───── Given data ─────
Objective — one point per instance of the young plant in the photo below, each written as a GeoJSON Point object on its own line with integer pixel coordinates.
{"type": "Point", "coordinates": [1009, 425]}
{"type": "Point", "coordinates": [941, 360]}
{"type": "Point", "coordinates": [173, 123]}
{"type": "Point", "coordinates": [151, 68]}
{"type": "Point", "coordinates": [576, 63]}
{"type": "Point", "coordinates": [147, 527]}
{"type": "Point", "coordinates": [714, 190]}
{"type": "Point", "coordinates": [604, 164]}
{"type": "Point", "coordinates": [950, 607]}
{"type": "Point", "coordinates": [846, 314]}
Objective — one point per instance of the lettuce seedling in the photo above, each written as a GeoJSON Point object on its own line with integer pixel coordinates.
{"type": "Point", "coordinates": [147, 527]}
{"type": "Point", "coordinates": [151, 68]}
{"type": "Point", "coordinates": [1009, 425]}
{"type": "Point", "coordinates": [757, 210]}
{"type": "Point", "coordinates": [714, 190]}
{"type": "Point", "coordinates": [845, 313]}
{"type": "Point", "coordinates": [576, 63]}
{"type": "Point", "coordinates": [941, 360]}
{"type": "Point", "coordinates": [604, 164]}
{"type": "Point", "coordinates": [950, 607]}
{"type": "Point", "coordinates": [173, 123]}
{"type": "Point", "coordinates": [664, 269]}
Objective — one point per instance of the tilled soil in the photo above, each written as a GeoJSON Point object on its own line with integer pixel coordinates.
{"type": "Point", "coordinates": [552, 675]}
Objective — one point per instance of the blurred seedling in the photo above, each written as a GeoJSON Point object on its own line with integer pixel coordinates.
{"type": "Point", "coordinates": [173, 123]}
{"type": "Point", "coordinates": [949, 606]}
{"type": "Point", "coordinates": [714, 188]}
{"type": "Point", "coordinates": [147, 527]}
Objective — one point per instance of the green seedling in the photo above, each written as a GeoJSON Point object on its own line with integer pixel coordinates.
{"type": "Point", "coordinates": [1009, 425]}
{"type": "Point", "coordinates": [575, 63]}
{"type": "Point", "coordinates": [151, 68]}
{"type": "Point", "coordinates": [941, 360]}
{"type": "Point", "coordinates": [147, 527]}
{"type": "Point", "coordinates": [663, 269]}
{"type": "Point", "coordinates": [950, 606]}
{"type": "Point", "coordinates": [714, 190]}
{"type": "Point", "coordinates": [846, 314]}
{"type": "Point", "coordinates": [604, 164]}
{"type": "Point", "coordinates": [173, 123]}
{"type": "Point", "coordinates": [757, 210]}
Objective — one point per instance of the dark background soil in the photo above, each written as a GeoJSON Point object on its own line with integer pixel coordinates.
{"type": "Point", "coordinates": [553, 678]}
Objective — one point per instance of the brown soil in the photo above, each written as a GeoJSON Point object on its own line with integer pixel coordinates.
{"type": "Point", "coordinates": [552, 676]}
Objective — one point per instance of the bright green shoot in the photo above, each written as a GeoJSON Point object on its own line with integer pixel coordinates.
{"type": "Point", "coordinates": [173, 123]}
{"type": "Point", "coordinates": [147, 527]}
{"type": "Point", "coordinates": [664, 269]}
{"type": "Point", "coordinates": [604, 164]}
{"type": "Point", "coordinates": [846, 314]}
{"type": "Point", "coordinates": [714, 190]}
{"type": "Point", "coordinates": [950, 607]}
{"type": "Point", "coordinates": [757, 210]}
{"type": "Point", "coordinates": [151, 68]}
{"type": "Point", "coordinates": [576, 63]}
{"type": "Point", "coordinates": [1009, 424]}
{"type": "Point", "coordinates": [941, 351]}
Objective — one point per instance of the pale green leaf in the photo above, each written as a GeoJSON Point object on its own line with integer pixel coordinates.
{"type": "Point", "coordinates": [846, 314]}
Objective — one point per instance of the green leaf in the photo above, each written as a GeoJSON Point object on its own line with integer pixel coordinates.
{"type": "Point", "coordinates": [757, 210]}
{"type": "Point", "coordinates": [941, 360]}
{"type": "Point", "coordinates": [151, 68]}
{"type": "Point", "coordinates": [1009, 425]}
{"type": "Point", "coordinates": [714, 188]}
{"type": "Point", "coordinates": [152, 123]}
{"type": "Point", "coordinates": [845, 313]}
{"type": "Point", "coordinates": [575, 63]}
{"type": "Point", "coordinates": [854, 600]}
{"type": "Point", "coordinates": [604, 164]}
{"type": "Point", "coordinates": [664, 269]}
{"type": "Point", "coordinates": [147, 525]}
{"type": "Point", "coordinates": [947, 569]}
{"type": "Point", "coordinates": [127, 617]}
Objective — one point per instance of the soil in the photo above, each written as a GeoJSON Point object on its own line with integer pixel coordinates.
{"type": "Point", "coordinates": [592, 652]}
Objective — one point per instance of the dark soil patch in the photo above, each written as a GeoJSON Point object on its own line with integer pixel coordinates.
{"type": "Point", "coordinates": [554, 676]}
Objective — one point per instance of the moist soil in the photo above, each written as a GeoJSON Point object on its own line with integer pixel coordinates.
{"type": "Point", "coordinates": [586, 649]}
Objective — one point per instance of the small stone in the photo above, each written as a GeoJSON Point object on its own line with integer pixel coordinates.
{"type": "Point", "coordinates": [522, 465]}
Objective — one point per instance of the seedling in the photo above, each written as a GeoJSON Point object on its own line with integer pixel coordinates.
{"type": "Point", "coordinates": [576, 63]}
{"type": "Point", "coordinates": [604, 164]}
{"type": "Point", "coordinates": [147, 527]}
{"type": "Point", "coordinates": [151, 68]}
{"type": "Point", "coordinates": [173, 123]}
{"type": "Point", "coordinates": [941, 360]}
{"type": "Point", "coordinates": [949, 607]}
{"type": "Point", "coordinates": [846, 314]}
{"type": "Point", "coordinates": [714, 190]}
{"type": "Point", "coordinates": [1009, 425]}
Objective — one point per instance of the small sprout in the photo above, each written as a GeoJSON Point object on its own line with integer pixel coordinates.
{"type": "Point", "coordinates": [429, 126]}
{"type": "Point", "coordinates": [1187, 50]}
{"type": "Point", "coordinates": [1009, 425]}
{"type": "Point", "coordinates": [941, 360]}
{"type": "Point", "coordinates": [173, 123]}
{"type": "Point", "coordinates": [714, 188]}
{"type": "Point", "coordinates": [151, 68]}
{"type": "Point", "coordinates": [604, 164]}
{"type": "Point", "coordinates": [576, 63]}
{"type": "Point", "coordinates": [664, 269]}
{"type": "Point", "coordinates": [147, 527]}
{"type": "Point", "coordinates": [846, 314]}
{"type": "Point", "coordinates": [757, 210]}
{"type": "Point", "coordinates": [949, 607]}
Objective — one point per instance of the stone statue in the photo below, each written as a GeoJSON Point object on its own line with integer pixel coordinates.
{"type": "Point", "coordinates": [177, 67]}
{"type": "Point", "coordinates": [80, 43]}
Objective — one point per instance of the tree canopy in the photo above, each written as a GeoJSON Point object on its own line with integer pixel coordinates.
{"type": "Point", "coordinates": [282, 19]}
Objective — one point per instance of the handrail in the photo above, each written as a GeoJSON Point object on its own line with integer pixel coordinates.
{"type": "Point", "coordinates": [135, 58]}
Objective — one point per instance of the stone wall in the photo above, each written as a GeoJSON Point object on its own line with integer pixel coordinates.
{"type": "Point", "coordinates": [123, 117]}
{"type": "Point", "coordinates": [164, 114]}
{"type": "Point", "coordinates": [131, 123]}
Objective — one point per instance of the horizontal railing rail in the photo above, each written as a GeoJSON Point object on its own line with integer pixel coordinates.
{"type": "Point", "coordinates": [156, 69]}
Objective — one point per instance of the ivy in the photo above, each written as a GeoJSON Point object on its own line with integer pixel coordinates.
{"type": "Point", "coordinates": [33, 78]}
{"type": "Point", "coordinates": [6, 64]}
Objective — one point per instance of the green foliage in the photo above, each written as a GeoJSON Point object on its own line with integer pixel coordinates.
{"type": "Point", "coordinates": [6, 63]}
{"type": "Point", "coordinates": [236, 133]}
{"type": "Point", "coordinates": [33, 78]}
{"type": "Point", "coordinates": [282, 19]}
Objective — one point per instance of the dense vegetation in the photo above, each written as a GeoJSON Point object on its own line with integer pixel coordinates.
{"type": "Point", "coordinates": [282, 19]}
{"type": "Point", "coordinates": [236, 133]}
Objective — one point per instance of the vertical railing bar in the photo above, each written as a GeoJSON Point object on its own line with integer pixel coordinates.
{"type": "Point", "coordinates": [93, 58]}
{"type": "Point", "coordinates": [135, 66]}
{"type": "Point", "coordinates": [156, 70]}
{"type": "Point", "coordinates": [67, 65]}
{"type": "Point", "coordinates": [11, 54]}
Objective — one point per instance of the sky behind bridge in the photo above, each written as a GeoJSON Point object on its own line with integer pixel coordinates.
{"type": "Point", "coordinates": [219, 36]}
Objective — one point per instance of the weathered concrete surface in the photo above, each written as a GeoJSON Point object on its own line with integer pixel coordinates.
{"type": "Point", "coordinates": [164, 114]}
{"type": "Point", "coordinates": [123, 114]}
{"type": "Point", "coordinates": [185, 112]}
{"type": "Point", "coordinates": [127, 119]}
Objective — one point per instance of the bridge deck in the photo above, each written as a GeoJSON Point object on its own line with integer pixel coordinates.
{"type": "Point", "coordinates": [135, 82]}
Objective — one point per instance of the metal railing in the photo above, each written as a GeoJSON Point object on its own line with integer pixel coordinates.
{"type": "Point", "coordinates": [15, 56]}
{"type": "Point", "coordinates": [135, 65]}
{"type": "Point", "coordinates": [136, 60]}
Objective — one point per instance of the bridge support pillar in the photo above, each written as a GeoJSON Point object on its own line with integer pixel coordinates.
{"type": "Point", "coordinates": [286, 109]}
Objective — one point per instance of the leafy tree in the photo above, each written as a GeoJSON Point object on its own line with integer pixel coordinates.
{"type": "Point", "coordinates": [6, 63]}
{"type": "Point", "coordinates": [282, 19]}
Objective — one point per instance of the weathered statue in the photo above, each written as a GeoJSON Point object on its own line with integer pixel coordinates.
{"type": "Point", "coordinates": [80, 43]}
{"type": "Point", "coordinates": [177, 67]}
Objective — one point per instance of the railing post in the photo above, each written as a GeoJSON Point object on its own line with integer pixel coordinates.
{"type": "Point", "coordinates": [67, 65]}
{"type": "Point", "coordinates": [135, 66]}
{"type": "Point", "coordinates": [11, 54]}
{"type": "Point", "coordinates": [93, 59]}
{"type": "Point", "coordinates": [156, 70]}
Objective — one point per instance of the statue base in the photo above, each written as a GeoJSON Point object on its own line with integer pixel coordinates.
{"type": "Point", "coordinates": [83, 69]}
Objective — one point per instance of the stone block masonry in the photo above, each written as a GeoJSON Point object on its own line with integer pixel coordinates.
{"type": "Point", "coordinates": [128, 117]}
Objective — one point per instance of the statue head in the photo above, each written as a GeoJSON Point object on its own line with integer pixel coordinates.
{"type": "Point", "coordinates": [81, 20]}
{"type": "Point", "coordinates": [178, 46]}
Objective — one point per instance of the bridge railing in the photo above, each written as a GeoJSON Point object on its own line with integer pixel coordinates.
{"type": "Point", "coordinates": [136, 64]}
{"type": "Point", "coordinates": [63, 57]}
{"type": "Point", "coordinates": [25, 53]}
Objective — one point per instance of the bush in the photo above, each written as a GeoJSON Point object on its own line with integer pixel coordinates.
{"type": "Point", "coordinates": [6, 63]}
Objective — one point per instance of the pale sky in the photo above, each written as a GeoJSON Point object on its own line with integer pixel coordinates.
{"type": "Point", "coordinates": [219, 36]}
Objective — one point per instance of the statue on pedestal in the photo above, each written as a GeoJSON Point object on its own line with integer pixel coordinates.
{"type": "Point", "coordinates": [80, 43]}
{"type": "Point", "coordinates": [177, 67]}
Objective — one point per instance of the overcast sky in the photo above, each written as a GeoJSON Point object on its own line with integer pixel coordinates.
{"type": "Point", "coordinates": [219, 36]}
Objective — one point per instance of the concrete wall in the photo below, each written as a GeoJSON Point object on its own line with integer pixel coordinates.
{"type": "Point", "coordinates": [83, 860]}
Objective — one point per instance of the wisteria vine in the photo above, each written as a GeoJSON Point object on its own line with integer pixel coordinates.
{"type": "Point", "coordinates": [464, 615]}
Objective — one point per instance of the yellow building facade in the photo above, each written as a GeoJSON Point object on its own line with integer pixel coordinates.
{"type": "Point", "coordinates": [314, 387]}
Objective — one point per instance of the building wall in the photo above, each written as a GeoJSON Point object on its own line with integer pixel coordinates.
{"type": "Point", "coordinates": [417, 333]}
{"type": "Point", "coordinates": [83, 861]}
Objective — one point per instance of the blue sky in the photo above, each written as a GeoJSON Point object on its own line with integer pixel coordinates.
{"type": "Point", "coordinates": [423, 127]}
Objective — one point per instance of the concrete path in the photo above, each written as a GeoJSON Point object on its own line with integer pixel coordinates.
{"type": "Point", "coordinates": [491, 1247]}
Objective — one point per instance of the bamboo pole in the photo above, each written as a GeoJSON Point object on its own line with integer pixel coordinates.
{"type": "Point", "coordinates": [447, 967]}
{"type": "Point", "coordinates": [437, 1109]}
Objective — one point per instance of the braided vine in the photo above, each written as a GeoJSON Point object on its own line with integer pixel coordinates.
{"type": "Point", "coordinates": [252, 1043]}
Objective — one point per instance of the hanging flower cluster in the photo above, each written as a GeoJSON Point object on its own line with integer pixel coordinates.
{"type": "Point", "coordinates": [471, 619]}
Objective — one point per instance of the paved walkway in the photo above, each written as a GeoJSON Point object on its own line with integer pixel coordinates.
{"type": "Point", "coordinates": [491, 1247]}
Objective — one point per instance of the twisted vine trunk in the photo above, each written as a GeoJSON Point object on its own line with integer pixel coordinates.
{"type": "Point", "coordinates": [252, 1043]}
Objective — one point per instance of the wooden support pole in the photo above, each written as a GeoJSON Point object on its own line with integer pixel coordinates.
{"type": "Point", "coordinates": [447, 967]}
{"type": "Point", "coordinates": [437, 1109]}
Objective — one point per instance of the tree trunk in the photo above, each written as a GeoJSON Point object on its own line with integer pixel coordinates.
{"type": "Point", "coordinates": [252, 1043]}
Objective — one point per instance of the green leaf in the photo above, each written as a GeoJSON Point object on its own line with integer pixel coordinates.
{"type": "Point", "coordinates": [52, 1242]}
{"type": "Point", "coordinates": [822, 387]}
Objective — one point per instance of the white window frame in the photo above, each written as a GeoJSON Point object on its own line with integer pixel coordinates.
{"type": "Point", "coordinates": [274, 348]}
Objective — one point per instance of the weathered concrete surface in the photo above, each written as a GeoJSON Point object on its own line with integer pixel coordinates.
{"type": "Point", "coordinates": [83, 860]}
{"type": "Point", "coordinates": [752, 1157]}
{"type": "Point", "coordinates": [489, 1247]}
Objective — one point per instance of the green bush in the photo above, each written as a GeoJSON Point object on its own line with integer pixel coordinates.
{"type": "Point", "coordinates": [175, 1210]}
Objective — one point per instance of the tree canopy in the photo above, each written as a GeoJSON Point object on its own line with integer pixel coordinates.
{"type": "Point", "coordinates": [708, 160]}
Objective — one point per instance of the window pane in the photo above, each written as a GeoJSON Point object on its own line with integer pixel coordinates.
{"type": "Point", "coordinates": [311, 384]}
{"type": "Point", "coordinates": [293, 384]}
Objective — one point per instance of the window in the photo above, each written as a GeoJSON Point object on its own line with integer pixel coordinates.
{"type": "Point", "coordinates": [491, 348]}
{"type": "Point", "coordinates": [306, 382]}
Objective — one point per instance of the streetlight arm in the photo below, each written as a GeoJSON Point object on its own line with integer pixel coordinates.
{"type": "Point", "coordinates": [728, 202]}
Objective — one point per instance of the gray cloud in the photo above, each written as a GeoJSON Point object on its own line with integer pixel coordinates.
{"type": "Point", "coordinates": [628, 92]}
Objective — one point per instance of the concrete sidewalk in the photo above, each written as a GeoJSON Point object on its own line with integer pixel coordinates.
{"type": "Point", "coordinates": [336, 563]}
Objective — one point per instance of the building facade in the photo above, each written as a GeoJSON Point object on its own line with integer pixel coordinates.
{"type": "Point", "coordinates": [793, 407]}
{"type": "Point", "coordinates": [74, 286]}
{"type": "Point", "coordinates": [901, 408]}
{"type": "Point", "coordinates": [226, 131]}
─────
**Objective:**
Copy exactly, word for word, the line with "Objective — one point per instance of the green bush" through the final line of the listing.

**Problem solution:**
Objective — one point per instance of the green bush in the photo above, each written as a GeoJSON Point object on its own line with integer pixel coordinates.
{"type": "Point", "coordinates": [175, 1210]}
Objective — one point per instance of the tree canopy in the photo above, each written as a GeoJSON Point object on its own line with integer pixel coordinates.
{"type": "Point", "coordinates": [708, 160]}
Objective — one point per instance of the window pane in the photo above, each written as a GeoJSON Point object on its own line with integer pixel coordinates.
{"type": "Point", "coordinates": [311, 384]}
{"type": "Point", "coordinates": [293, 384]}
Objective — one point per instance of the window in the photo above, each written as a GeoJSON Point object on its own line with integer pixel coordinates.
{"type": "Point", "coordinates": [491, 348]}
{"type": "Point", "coordinates": [306, 382]}
Objective — one point per instance of the streetlight arm in the photo below, each written as a GeoJSON Point object on its own line with integer pixel coordinates.
{"type": "Point", "coordinates": [728, 202]}
Objective — one point per instance of the gray cloud in the photo above, each written as a GeoJSON Point object on its own line with integer pixel coordinates.
{"type": "Point", "coordinates": [628, 92]}
Objective — one point per instance of the concrete sidewalk in the photo above, each written as a GeoJSON Point object on its own line with integer pixel coordinates.
{"type": "Point", "coordinates": [336, 563]}
Objective — one point per instance of the building facade in the photo above, each written as a GeoJSON Point object on its own line with integer pixel coordinates.
{"type": "Point", "coordinates": [793, 407]}
{"type": "Point", "coordinates": [74, 286]}
{"type": "Point", "coordinates": [901, 408]}
{"type": "Point", "coordinates": [226, 131]}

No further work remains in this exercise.